━━━ DATASET EXCERPTS

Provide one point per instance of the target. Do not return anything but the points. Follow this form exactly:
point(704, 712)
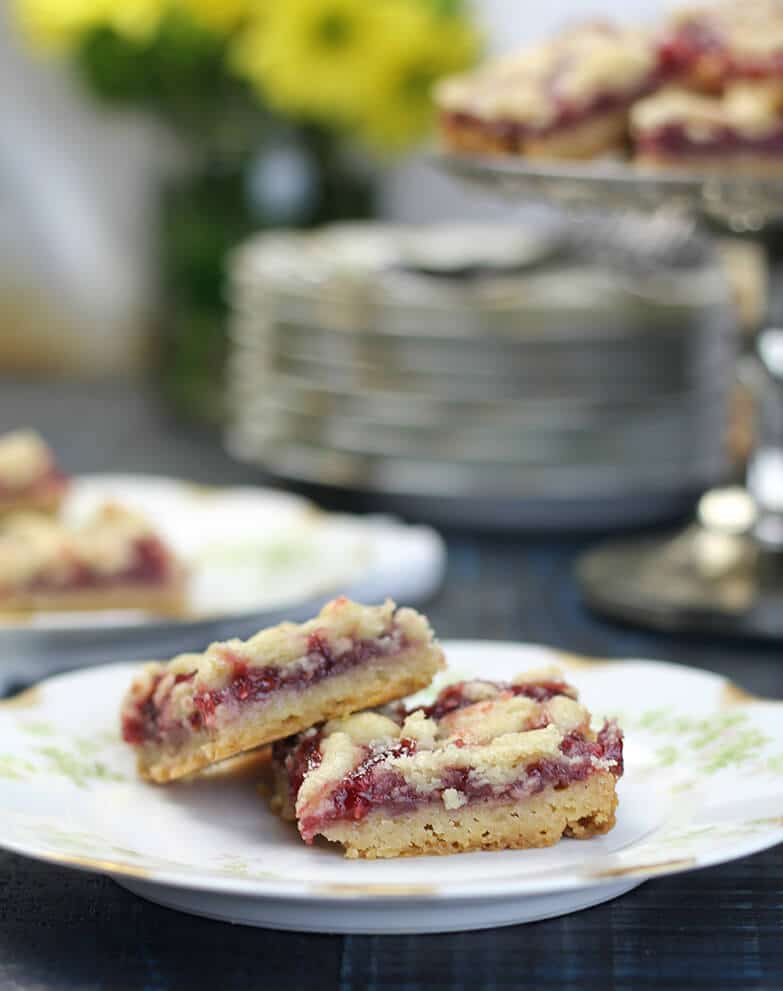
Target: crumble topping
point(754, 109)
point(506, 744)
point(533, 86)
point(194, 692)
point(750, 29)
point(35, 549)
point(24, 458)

━━━━━━
━━━ DATASET EXCERPTS

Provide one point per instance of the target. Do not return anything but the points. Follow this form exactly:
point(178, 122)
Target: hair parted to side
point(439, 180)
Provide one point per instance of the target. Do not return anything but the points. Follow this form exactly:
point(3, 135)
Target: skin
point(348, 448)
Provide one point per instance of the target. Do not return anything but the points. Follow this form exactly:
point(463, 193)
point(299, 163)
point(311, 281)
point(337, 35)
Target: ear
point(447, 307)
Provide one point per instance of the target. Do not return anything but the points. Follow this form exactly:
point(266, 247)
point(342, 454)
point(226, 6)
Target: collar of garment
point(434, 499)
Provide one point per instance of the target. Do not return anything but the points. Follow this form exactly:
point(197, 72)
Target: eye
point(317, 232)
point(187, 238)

━━━━━━
━━━ DATASET EXCERPTS

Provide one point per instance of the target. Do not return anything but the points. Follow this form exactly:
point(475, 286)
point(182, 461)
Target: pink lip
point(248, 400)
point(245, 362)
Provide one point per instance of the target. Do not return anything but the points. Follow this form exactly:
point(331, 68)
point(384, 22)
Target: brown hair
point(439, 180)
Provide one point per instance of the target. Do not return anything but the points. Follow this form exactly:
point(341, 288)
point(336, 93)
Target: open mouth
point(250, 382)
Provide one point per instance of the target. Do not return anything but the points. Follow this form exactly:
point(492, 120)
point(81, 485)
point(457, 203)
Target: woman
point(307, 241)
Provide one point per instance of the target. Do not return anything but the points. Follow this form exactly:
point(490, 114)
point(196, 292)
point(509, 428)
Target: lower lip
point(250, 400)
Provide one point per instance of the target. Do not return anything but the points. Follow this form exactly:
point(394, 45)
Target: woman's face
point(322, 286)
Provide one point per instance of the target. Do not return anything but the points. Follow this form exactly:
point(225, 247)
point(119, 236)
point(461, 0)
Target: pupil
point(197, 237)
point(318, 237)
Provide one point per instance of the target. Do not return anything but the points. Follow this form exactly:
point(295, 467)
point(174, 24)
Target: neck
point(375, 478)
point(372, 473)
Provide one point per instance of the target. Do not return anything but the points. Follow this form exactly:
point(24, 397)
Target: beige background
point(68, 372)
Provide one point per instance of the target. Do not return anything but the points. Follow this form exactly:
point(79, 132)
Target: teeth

━━━━━━

* WHAT IS ASKED *
Identify each line in the entries above that contains the word "hair", and copy those lines out in full.

* THE OUTPUT *
Target: hair parted to side
Target: brown hair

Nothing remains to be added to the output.